Charm and douceur de vivre was still afloat among the faded décor and the still undiminished libraries, and, out of doors, everything conspired to delight. Islanded in the rustic Romanian multitude, different in race and religious practice – the Hungarians were Catholics or Calvinists, the Romanians Orthodox or Uniat – and, with the phantoms of their lost ascendency still about them, the prevailing atmosphere conjured up the tumbling demesnes of the Anglo-Irish in Waterford or Galway with all their sadness and their magic. Homesick for the past, seeing nothing but their own congeners on the neighbouring estates and the few peasants who worked there, they lived in a backward-looking, a genealogical, almost a Confucian dream, and many sentences ended in a sigh.

It was in the heart of Transylvania – in the old princely capital then called Kolozsvár (now Cluj-Napoca) that I first came across the name of Bánffy. It was impossible not to. Their palace was the most splendid in the city, just as Bonczhida was the pride of the country and both of them triumphs of the baroque style. Ever since the arrival of the Magyars ten centuries ago, the family had been foremost among the magnates who conducted Hungarian and Transylvanian affairs, and their portraits, with their slung dolmans, brocade tunics, jewelled scimitars and fur kalpaks with plumes like escapes of steam – hung on many walls.

For five years of the 1890s, before any of the disasters had smitten, a cousin of Count Miklós Bánffy had led the government of the Austro-Hungarian empire. The period immediately after, from 1905, is the book’s setting. The grand world he describes was Edwardian Mitteleuropa. The men, however myopic, threw away their spectacles and fixed in monocles. They were the fashionable swells of Spy and late Du Maurier cartoons, and their wives and favourites must have sat for Boldini and Helleu. Life in the capital was a sequence of parties, balls and race-meetings, and, in the country, of grandes battues where the guns were all Purdeys. Gossip, cigar-smoke and Anglophilia floated in the air; there were cliques where Monet, d’Annunzio and Rilke were appraised; hundreds of acres of forest were nightly lost at chemin de fer; at daybreak lovers stole away from tousled four-posters through secret doors, and duels were fought, as they still were when I was there. The part played by politics suggests Trollope or Disraeli. The plains beyond flicker with mirages and wild horses, ragged processions of storks migrate across the sky; and even if the woods are full of bears, wolves, caverns, waterfalls, buffalos and wild lilac – the country scenes in Transylvania, oddly enough, remind me of Hardy.

- [Required task 1]: In the passage about Transylvania, what is the present name of the old princely capital then called Kolozsvár?
- [Required task 2]: Pick up the passage about Transylvania right after its final sentence and keep writing in the same voice.

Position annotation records
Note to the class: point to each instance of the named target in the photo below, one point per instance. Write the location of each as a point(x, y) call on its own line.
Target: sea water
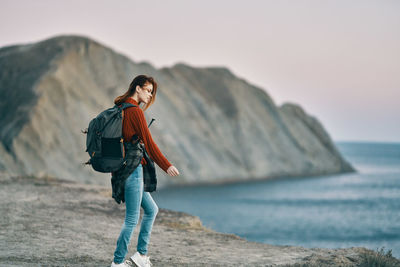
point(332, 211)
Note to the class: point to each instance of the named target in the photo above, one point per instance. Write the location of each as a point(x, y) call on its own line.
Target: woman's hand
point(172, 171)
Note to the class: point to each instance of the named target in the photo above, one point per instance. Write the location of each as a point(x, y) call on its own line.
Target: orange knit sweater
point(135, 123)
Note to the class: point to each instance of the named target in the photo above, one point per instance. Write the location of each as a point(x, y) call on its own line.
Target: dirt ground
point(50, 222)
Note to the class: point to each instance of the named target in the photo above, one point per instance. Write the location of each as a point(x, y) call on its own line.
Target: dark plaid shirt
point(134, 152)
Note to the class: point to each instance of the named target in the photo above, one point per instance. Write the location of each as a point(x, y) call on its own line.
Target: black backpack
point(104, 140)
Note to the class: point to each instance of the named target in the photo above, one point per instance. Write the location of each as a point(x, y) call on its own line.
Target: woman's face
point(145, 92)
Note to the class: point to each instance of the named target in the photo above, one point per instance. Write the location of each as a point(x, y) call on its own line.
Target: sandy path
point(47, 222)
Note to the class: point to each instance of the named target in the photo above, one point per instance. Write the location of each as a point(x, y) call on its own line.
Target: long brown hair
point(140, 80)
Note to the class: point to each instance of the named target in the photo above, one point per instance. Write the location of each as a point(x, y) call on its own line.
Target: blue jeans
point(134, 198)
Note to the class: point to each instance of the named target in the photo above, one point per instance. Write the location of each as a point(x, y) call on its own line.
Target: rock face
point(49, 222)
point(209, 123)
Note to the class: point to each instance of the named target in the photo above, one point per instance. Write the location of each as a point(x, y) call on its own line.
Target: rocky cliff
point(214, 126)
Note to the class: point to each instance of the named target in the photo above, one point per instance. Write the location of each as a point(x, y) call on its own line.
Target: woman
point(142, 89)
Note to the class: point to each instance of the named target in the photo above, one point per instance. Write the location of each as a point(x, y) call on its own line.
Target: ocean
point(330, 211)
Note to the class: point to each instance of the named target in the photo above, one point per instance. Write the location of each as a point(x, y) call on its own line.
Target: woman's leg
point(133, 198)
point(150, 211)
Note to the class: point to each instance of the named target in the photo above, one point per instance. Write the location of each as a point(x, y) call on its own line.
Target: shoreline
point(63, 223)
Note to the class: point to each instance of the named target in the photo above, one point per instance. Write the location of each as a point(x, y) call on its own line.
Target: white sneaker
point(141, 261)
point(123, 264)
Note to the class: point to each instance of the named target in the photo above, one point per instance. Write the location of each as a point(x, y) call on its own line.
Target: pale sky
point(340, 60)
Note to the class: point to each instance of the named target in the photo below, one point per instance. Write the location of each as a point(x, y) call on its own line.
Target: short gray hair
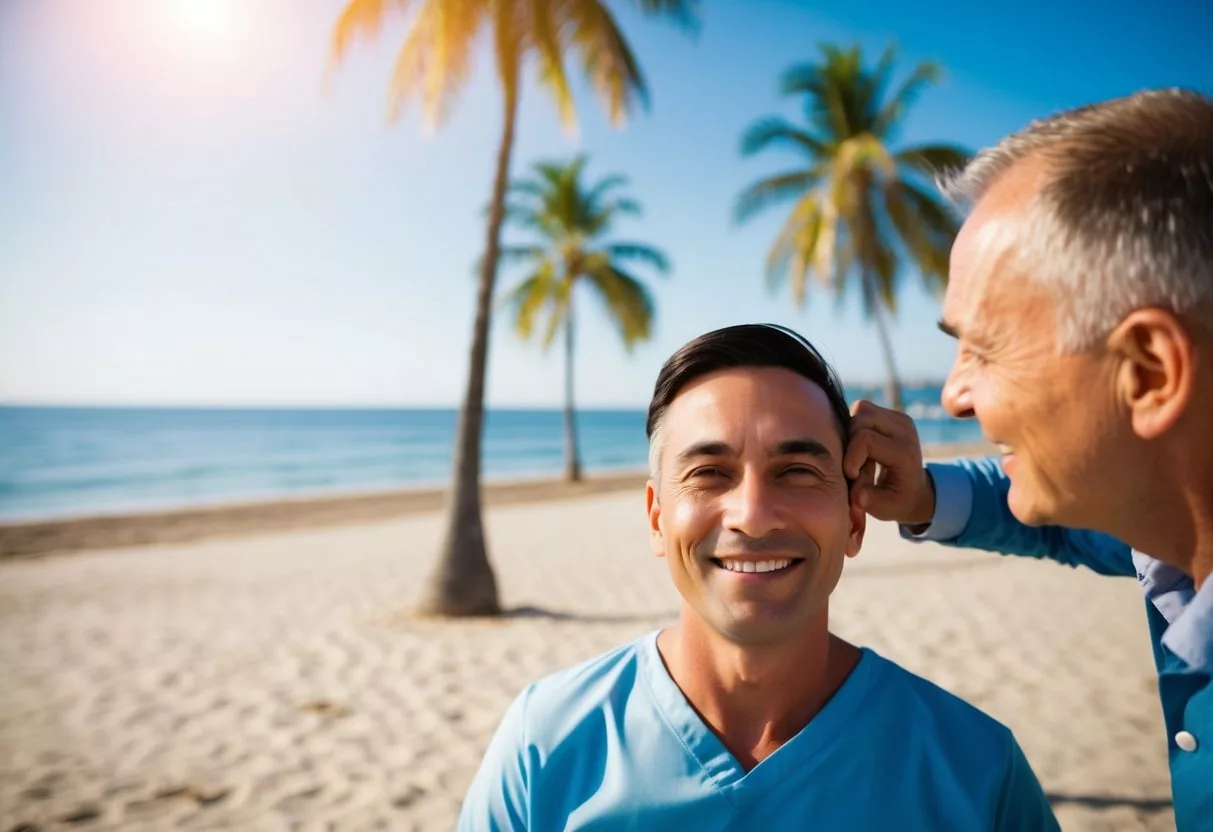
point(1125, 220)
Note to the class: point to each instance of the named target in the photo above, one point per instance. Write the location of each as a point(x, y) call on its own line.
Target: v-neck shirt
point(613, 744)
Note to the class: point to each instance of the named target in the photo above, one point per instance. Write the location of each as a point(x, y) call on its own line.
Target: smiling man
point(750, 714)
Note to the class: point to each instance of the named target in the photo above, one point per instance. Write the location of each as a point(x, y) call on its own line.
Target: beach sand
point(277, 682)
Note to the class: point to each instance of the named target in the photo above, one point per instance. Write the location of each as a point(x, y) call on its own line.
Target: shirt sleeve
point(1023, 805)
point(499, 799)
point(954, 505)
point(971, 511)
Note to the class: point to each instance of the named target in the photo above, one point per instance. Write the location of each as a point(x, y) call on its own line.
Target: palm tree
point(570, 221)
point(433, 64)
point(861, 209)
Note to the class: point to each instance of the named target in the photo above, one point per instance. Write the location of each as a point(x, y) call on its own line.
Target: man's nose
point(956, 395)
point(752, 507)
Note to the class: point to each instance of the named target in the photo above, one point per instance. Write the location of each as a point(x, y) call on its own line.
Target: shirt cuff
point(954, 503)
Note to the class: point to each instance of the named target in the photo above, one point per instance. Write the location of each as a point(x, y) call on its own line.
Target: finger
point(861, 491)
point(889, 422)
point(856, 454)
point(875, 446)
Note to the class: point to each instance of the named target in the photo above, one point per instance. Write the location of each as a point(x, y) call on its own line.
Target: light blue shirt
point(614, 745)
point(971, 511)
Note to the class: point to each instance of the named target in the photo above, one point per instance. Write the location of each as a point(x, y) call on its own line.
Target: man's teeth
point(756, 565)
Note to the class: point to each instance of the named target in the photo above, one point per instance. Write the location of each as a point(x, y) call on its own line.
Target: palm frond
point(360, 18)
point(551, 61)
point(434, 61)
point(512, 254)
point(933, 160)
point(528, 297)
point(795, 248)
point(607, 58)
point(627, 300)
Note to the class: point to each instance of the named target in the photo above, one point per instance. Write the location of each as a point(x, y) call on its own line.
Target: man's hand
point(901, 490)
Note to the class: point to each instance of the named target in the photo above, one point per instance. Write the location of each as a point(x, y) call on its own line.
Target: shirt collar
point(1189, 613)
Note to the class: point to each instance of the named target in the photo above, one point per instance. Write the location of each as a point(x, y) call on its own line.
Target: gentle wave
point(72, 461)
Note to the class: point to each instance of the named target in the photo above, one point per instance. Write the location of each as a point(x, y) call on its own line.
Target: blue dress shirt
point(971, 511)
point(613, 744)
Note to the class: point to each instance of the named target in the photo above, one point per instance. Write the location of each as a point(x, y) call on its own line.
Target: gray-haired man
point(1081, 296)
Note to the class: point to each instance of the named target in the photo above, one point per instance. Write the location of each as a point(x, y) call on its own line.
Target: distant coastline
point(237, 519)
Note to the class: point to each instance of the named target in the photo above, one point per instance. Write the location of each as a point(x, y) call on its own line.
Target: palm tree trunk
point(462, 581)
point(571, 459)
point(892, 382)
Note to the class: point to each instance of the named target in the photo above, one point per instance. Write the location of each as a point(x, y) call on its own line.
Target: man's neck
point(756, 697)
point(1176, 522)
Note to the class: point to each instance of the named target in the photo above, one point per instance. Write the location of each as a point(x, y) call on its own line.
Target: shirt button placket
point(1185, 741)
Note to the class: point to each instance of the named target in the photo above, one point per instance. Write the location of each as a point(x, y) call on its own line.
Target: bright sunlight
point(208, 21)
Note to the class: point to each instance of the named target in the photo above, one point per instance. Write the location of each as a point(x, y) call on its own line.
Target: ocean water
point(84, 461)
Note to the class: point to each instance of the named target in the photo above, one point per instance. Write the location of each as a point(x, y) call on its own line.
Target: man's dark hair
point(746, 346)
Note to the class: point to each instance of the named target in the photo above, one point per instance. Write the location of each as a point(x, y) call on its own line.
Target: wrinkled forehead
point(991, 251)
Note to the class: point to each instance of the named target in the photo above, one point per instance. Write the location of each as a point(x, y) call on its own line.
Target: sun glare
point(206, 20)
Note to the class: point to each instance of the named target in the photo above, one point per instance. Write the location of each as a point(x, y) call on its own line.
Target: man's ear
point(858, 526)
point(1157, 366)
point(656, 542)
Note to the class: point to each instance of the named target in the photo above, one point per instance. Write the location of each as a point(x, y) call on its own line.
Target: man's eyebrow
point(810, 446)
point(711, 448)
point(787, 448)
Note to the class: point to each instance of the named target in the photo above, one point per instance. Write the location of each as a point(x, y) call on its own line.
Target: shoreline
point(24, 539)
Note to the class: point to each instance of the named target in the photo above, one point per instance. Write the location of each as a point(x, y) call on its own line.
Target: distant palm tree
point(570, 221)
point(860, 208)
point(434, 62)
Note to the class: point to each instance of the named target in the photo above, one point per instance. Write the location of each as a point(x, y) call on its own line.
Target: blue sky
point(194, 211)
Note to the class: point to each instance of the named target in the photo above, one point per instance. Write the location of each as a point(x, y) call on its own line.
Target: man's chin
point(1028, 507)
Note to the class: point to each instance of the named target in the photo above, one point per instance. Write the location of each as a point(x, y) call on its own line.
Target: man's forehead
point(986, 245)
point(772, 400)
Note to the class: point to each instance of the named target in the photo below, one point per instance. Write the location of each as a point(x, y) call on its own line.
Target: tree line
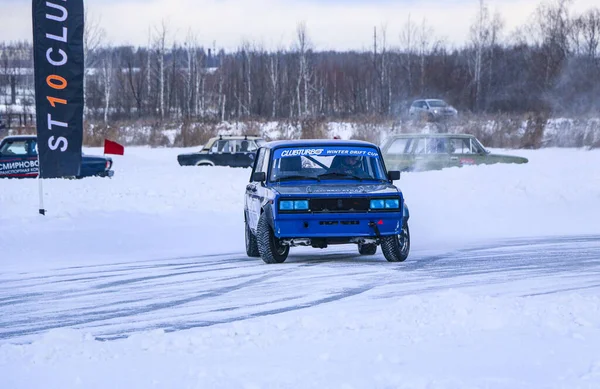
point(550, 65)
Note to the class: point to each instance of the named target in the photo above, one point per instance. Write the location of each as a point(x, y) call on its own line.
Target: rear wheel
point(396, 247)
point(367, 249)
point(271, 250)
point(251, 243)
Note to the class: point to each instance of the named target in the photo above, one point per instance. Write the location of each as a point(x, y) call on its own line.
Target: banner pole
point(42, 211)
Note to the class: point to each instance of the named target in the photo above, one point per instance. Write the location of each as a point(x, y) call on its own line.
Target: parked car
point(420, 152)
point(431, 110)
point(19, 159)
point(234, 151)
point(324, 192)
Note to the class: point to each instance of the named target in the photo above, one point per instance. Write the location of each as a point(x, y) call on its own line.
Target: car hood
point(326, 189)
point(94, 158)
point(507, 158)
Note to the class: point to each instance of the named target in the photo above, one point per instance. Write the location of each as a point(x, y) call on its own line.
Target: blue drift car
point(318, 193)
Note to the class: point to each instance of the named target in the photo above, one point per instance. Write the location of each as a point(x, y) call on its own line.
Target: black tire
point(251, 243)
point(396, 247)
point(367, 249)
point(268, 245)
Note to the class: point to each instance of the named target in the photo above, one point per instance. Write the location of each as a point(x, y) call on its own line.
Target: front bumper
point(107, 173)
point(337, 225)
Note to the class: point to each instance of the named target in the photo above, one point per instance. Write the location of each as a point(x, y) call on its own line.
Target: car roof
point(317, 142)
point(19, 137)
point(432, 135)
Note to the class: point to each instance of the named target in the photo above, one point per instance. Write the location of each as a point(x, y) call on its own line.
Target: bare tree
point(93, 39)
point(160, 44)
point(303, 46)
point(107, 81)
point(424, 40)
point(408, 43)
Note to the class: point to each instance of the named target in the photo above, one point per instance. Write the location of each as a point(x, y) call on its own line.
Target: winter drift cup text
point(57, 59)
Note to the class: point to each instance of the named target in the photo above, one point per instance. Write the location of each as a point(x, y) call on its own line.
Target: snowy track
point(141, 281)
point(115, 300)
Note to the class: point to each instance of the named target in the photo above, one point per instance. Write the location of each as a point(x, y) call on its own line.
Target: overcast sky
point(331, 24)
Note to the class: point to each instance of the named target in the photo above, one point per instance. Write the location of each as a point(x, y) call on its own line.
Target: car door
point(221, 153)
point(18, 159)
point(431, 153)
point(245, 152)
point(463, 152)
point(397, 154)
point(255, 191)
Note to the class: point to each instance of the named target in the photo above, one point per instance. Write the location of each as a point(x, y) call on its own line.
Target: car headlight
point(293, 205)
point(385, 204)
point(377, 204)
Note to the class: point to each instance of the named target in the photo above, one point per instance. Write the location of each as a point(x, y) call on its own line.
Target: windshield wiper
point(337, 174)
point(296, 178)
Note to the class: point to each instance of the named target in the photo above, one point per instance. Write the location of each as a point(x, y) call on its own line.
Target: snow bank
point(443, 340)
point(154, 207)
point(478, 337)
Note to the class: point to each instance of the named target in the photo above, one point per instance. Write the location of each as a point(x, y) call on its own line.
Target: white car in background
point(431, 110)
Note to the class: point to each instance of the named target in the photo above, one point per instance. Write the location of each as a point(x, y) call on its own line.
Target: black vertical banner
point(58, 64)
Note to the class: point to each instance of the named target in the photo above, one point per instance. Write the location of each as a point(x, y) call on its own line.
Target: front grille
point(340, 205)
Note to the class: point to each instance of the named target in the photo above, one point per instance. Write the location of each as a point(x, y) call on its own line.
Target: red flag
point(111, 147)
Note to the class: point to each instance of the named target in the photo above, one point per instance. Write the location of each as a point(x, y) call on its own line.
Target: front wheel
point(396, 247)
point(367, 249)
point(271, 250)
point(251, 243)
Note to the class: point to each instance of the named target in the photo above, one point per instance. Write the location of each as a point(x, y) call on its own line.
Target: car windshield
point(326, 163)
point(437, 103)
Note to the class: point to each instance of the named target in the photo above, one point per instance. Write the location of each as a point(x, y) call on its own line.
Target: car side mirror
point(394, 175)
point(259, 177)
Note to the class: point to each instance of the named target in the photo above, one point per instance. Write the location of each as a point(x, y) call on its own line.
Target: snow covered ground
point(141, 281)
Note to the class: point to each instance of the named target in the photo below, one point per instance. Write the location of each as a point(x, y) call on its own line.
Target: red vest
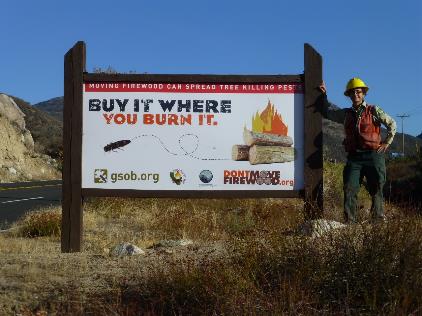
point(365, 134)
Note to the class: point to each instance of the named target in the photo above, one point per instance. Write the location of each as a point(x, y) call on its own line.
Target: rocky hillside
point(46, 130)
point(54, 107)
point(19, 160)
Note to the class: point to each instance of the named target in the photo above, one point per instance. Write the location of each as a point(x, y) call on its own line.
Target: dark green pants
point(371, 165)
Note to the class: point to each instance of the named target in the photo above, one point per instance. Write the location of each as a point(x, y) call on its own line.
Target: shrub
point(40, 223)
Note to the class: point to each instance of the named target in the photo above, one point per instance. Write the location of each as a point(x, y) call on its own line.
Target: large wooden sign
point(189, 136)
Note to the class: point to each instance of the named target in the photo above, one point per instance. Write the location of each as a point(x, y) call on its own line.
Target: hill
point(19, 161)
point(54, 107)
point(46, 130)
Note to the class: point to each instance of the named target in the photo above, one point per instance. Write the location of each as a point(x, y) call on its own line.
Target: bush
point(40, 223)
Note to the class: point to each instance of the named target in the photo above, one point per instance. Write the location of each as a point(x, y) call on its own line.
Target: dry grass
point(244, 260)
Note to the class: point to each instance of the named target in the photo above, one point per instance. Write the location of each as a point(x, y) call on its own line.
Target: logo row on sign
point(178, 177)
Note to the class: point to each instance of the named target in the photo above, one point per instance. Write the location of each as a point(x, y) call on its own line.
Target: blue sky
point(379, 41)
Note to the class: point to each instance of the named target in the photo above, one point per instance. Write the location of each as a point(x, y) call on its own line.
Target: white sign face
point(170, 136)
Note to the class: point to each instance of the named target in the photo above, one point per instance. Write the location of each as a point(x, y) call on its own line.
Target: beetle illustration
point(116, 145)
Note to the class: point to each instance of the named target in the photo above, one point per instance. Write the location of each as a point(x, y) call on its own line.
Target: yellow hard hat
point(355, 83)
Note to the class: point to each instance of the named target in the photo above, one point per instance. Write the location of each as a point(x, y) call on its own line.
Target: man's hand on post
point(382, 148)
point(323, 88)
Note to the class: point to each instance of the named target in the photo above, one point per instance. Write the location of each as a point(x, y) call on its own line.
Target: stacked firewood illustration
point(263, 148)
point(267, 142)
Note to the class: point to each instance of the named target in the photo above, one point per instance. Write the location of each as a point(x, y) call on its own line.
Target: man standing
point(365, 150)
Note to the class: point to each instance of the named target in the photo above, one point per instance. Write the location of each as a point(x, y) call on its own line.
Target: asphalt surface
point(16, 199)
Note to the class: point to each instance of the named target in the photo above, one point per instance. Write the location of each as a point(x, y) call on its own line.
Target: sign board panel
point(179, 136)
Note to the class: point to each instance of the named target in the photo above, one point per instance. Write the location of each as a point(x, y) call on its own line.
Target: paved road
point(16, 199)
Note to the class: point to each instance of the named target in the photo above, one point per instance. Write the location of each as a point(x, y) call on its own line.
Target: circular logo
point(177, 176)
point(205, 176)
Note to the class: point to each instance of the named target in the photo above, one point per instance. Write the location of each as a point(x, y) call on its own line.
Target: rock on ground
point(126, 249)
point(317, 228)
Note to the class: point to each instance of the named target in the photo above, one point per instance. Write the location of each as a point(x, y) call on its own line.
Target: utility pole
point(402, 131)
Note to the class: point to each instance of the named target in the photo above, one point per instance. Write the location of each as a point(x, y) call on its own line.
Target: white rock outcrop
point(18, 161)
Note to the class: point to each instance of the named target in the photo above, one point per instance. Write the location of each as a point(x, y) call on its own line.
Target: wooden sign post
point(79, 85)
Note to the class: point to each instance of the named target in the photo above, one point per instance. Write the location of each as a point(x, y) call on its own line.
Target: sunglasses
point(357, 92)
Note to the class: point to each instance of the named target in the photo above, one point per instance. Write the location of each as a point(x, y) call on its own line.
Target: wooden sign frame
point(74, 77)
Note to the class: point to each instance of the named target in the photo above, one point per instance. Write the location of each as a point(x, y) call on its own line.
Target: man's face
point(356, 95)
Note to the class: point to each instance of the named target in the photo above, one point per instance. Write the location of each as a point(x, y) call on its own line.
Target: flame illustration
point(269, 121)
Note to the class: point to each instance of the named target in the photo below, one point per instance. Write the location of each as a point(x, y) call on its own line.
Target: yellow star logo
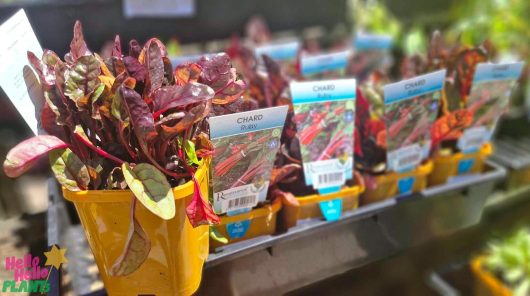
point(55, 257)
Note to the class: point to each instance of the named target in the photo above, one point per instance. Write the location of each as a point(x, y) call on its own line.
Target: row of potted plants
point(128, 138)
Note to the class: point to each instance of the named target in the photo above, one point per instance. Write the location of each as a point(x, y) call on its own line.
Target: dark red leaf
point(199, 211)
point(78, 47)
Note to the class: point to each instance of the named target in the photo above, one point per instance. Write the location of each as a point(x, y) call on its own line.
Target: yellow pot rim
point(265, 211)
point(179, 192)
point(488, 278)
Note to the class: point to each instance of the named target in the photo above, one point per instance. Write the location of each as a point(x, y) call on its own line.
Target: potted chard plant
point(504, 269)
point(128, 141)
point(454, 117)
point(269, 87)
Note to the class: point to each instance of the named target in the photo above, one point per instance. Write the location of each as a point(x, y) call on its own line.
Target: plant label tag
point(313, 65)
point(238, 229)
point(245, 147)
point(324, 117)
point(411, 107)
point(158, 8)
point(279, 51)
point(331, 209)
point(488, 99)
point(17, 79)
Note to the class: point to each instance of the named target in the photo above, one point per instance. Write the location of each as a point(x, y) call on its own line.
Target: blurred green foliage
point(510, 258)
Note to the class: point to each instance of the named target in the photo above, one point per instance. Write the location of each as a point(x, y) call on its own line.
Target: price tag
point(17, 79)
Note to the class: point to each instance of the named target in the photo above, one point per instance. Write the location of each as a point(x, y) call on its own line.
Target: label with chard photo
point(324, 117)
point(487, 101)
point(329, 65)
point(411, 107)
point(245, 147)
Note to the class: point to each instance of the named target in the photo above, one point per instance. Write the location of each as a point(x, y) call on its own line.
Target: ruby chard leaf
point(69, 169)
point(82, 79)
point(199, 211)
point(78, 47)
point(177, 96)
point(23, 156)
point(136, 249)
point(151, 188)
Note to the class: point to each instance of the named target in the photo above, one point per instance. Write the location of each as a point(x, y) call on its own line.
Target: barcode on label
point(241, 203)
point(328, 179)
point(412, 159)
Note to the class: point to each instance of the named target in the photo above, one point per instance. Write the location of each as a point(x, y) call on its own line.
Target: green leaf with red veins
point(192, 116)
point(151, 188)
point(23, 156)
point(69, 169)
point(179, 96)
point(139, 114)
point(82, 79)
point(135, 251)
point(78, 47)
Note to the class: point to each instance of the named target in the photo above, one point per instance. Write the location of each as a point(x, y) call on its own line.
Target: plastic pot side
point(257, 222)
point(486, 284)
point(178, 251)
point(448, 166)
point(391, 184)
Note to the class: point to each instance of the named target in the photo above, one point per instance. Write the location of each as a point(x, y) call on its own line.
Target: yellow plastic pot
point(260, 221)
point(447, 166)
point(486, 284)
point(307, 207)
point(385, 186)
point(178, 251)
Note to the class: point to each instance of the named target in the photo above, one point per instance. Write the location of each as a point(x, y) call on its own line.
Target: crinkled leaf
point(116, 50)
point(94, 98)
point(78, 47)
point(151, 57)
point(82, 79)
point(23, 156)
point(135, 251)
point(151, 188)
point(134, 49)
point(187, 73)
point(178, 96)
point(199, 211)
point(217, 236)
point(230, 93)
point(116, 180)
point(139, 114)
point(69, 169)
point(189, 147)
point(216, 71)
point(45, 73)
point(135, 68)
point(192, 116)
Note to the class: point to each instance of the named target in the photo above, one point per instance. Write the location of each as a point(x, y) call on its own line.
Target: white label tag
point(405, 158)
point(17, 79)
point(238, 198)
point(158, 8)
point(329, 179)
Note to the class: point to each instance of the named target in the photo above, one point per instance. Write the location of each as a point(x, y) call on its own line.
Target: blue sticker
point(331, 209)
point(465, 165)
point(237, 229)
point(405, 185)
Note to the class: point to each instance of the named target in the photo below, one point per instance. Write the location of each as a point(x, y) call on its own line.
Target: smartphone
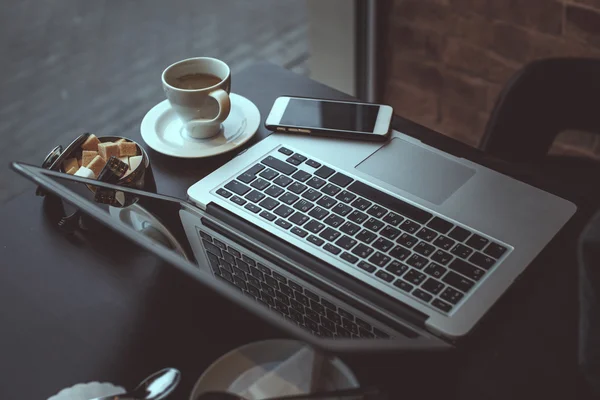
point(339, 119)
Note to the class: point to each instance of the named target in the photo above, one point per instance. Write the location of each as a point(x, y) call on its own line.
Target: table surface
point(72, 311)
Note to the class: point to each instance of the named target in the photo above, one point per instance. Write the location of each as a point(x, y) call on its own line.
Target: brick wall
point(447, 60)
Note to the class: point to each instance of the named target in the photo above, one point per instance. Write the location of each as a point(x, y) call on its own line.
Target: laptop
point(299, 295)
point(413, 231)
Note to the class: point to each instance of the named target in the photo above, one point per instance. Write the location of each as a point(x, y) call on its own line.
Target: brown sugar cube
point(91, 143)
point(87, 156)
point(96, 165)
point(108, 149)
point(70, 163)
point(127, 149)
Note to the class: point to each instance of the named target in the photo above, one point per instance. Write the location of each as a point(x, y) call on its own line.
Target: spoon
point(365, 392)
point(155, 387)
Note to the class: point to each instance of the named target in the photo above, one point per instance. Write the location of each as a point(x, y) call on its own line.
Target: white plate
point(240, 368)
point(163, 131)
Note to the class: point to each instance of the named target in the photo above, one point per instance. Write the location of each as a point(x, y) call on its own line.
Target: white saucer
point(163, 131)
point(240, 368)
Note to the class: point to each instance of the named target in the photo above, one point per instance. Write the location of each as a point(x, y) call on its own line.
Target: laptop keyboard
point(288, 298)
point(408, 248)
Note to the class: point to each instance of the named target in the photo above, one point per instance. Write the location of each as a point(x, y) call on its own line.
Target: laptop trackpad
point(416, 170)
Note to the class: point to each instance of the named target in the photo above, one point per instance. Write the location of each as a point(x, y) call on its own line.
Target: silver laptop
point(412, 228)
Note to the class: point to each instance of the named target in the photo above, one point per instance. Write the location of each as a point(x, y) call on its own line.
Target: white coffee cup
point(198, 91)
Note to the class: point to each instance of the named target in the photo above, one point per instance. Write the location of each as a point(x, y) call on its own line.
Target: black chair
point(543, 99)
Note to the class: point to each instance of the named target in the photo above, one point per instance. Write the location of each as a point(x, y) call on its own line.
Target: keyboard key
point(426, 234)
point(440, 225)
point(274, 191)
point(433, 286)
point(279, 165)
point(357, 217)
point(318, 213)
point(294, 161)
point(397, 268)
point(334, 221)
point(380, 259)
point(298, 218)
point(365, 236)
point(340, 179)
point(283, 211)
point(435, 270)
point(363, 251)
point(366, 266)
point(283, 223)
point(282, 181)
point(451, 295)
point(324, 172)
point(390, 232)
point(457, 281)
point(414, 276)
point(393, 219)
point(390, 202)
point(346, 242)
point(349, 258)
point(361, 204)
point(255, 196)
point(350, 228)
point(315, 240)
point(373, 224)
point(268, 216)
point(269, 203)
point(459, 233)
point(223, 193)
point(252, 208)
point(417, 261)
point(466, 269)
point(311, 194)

- [Right answer 1]: Cluj-Napoca.

- [Right answer 2]:
Bánffy is a born story-teller. There are plots, intrigues, a murder, political imbroglios and passionate love-affairs, and though this particular counterpoint of town and country may sound like the stock-in-trade of melodrama, with a fleeting dash of Anthony Hope; it is nothing of the kind. But it is, beyond question, dramatic. Patrick Thursfield and Kathy Bánffy-Jelen have dealt brilliantly with the enormous text; and the author’s life and thoughtful cast of mind emerges with growing clarity. The prejudices and the follies of his characters are arranged in proper perspective and only half-censoriously, for humour and a sense of the absurd, come to the rescue. His patriotic feelings are totally free of chauvinism, just as his instinctive promptings of tribal responsibility have not a trace of vanity. They urge him towards what he thought was right, and always with effect. (He was Minister of Foreign Affairs at a critical period in the 1920s.) If a hint of melancholy touches the pages here and there, perhaps this was inevitable in a time full of omens, recounted by such a deeply civilized man.

 

 

Chatsworth, Boxing Day, 1998

* John Murray, 1980.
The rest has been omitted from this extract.